#### EXCERPTED TEXT ####

On a balmy Thursday afternoon, I spoke with Grade 12′s Lily Mary Thomas, one of the school’s most coveted soccer players, about her family, life at Shanti Bhavan, and her ambitions for the future. What she revealed to me was nothing short of emotional and inspirational. Her story is a testament to the hope and positivity that Shanti Bhavan instills in all its children.
Lily, aged 16, is one of 4 children, born to impoverished parents in Maryapura, a village near Bangalore. Maryapura’s villagers, like many others in rural India, have been plagued by severe addiction to drugs and alcohol. And like in several other villages across the country, nuns administer education, healthcare, sanitation, and other essentials in the village, dedicating their lives to improving living conditions in these regions.
It was one such nun who had suggested Lily as a potential candidate to Shanti Bhavan’s recruitment team when she was four years old. “I was doing really well in the school run by the nuns,” she explains.
Here are some snippets of our conversation:
Tell me a little bit about your parents.
My parents sell alcohol in our village. Earlier, they were farmers. My family used to live in a shack made of coconut leaves, and we used to grow vegetables on a small area of land that we owned. But a fire destroyed our cattle and shack, and my parents couldn’t do anything to save them. The Congress (one of India’s major political parties) helped us and gave us a little amount of money, but it wasn’t enough to improve our situation. So my parents began selling alcohol to the villagers to make money. My mother also works on other people’s farms for Rs. 100 a day (roughly $2 a day).
What about your siblings? Are they in school?

#### EXCERPTED RECORDS ####

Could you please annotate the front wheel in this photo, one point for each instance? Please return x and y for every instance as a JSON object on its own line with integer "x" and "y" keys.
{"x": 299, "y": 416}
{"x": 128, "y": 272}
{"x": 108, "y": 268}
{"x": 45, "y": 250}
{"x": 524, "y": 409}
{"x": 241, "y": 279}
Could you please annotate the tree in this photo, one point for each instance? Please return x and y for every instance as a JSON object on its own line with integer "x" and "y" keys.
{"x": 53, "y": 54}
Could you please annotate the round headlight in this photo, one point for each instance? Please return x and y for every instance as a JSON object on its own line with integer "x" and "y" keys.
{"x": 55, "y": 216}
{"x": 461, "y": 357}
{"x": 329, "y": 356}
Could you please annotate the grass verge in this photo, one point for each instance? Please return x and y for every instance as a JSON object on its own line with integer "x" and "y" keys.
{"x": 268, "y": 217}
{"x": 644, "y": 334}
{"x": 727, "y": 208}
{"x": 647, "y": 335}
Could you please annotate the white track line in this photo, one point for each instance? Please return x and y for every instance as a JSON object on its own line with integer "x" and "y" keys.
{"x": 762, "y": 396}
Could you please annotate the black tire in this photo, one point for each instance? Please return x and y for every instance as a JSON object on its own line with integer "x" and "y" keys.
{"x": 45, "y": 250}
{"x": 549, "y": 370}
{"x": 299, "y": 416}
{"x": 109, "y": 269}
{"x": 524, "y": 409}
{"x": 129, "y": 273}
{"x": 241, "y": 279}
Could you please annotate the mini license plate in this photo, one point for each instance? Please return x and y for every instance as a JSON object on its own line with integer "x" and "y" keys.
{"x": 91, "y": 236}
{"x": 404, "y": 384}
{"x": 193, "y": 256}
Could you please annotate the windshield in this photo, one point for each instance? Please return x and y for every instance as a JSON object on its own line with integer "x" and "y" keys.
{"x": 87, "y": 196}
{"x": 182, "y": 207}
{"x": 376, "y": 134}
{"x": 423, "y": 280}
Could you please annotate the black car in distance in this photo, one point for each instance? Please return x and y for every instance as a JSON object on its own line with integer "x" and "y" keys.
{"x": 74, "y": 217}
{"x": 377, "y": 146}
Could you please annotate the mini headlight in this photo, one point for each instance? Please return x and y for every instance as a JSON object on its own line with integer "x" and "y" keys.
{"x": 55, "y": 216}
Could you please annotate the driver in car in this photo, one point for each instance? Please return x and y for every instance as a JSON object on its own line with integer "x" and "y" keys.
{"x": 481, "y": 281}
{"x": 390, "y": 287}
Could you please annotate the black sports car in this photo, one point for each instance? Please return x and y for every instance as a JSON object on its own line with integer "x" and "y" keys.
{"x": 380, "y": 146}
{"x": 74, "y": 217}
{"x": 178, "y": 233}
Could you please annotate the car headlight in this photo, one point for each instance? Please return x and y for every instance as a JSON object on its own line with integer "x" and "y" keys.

####

• WHAT TO WORK ON:
1. Answer these questions from the Shanti Bhavan interview.
(a) How old is Lily?
(b) What work did her parents do before they began selling alcohol?
(c) How much does her mother earn for a day's work on other people's farms?
2. Decide whether each statement agrees with the Shanti Bhavan interview, and quote the words that decide it.
(a) A nun suggested Lily to the recruitment team when she was four years old.
(b) The money from the Congress was enough to improve the family's situation.
(c) Lily is one of three children.
3. Write out the part of the Shanti Bhavan interview starting at "Lily, aged 16, is" and ending at "in these regions.".

• TASK-BY-TASK RESULTS:
1.
(a) 16
(b) They were farmers.
(c) Rs. 100 a day (roughly $2 a day)

2.
(a) Yes: "It was one such nun who had suggested Lily as a potential candidate to Shanti Bhavan’s recruitment team when she was four years old."
(b) No: "but it wasn’t enough to improve our situation"
(c) No: "Lily, aged 16, is one of 4 children"

3.
Lily, aged 16, is one of 4 children, born to impoverished parents in Maryapura, a village near Bangalore. Maryapura’s villagers, like many others in rural India, have been plagued by severe addiction to drugs and alcohol. And like in several other villages across the country, nuns administer education, healthcare, sanitation, and other essentials in the village, dedicating their lives to improving living conditions in these regions.